++++ DOCUMENT SEGMENT
Are these the people we're talking about here? Are these the ones who have
reissued the fatwa against Rushdie?
The whole thing left me in a tizzy. So, to straighten things out once and for
all, I called upon--as I often do in cases involving Middle Eastern culture--my
good friend and former colleague at the Center for Disadvantaged White Guys
Trying To Figure Out Islam, Moogy Kowpatter. If anybody could explain why
anyone in the Muslim world could get so upset about Rushdie's pending
knighthood, dear old Moogy could.
Unfortunately, Moogy was out when I called. But his wife, Cerebella, was in, so
I spoke to her.
Hi, Cerebella? This is D. J. Herda. Is Moogy
in?
Cerebella: No, I'm sorry, he's not. But thanks for calling.
Before I could respond, she hung up, but not before I swear I heard Moogy's
voice in the background, urging her to hang up.
++++++++
**EXERCISES TO COMPLETE**:
1 – Reproduce the passage on Rushdie's knighthood word for word, from "Unfortunately, Moogy was" to "to hang up.".
2 – Pick up the passage on Rushdie's knighthood after its final sentence and continue it.
++++ RECORDED DATA
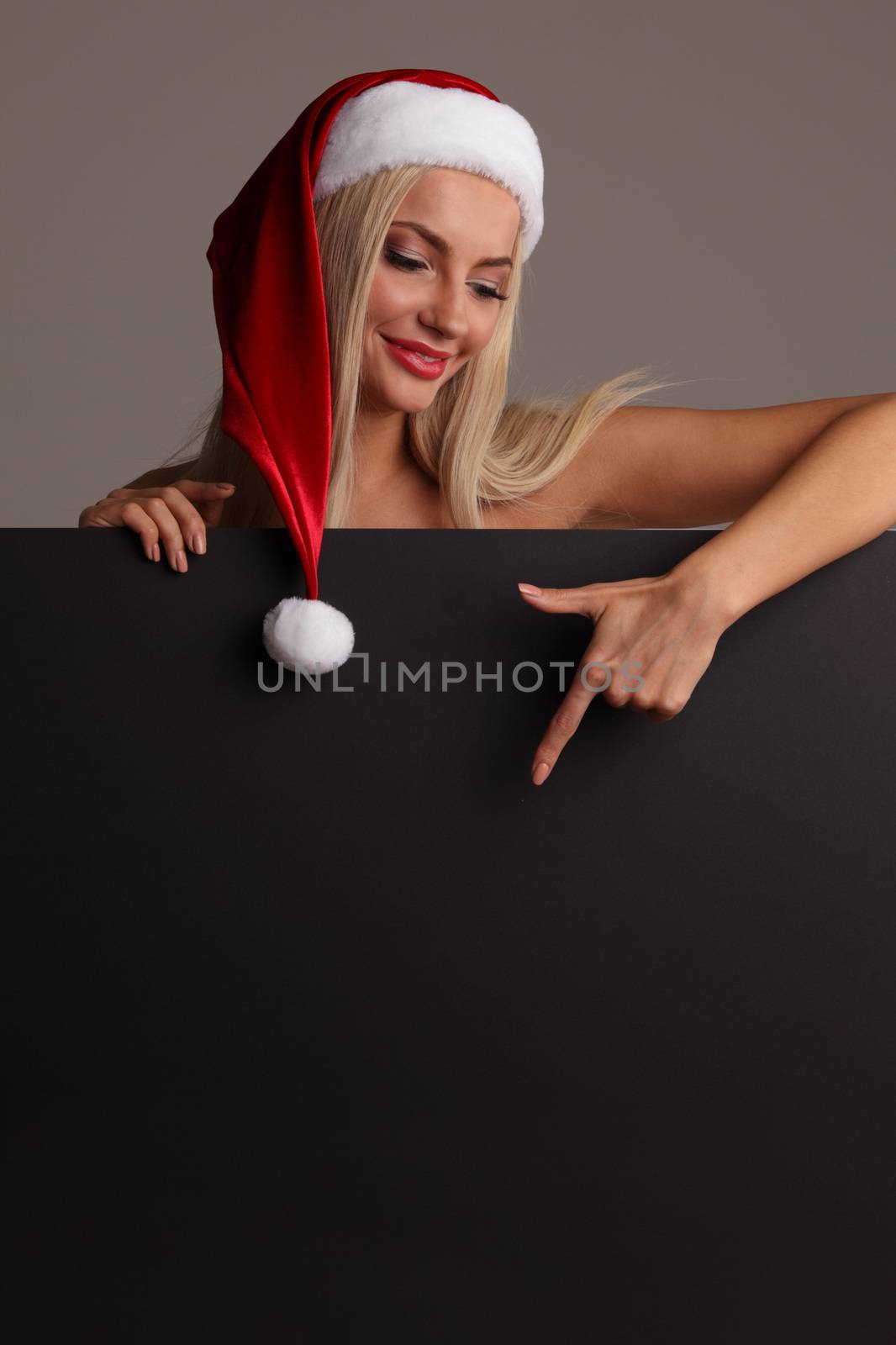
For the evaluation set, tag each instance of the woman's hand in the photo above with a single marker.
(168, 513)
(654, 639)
++++++++
++++ RECORDED DATA
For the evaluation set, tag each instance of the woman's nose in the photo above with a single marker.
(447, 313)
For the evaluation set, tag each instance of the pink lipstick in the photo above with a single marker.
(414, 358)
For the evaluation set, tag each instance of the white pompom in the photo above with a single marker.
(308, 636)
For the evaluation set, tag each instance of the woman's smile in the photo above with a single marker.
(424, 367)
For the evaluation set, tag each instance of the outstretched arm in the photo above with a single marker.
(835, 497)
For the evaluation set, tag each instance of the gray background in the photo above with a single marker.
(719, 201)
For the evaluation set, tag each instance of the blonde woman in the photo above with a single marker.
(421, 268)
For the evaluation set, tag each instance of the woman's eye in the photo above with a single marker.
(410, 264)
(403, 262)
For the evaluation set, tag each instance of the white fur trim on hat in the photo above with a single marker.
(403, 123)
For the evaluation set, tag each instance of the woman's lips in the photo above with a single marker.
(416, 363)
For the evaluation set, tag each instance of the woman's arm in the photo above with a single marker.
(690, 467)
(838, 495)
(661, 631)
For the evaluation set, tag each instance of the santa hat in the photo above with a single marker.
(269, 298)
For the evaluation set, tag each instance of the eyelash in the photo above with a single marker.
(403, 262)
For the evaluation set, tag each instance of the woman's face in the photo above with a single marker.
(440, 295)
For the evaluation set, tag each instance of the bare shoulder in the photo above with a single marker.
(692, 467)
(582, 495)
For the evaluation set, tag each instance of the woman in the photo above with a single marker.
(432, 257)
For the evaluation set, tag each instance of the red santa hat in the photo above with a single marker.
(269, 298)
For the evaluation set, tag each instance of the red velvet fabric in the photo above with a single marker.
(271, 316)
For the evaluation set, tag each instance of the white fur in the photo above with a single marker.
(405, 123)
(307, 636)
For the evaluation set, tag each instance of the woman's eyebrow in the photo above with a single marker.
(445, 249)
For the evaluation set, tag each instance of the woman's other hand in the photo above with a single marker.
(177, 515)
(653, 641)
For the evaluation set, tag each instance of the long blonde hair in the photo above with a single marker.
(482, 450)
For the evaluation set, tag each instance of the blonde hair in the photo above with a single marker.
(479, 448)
++++++++
++++ RECORDED DATA
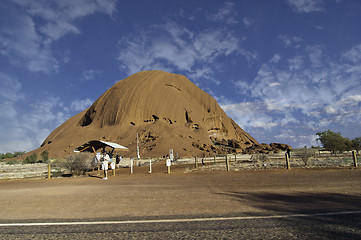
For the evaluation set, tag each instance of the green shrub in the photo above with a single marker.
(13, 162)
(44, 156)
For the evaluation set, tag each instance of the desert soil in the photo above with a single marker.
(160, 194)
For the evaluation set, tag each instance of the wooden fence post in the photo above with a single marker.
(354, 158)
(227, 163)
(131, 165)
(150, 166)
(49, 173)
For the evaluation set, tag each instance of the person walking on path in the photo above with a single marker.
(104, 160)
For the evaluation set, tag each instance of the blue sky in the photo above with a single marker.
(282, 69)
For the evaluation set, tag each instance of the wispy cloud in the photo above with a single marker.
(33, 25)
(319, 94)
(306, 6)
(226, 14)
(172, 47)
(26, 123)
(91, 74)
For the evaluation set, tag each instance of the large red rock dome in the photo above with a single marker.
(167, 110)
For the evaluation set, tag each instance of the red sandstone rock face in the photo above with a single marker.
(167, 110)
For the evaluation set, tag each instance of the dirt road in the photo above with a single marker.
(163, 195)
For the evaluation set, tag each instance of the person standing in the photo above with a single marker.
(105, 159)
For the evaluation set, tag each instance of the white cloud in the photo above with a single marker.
++++++++
**EXPECTED ANSWERS**:
1 –
Unfortunately, Moogy was out when I called. But his wife, Cerebella, was in, so
I spoke to her.
Hi, Cerebella? This is D. J. Herda. Is Moogy
in?
Cerebella: No, I'm sorry, he's not. But thanks for calling.
Before I could respond, she hung up, but not before I swear I heard Moogy's
voice in the background, urging her to hang up.

2 –
Oh, well. It didn't really matter. I mean, if a bunch of fanatic Islamicists
(I'm not sure that's a word, but I heard it used on Fox News, and I think it's
just peachy) can condemn someone for freedom of speech while denying his own
fellow human beings freedom of life (in direct opposition to the
teachings of Mohammed, by the way), well, all I can say is that there's just no
accounting for some tastes.
So far as Salomon Rushdie and his pending
knighthood are concerned, I have just two words of advice:
Underground. Again.
And as for L. A. cabbie Hassim Muhammed and his
beautiful and as of yet unmarried blonde sister-in-law still living in Iran and
looking for a free ride to America? Well, I'm not normally an impulsive guy.
And I'm certainly not the kind of guy who turns to Chatty-Cathy taxi-cab drivers
to find a wife.
On the other hand, I thought to myself, she
is a good cook.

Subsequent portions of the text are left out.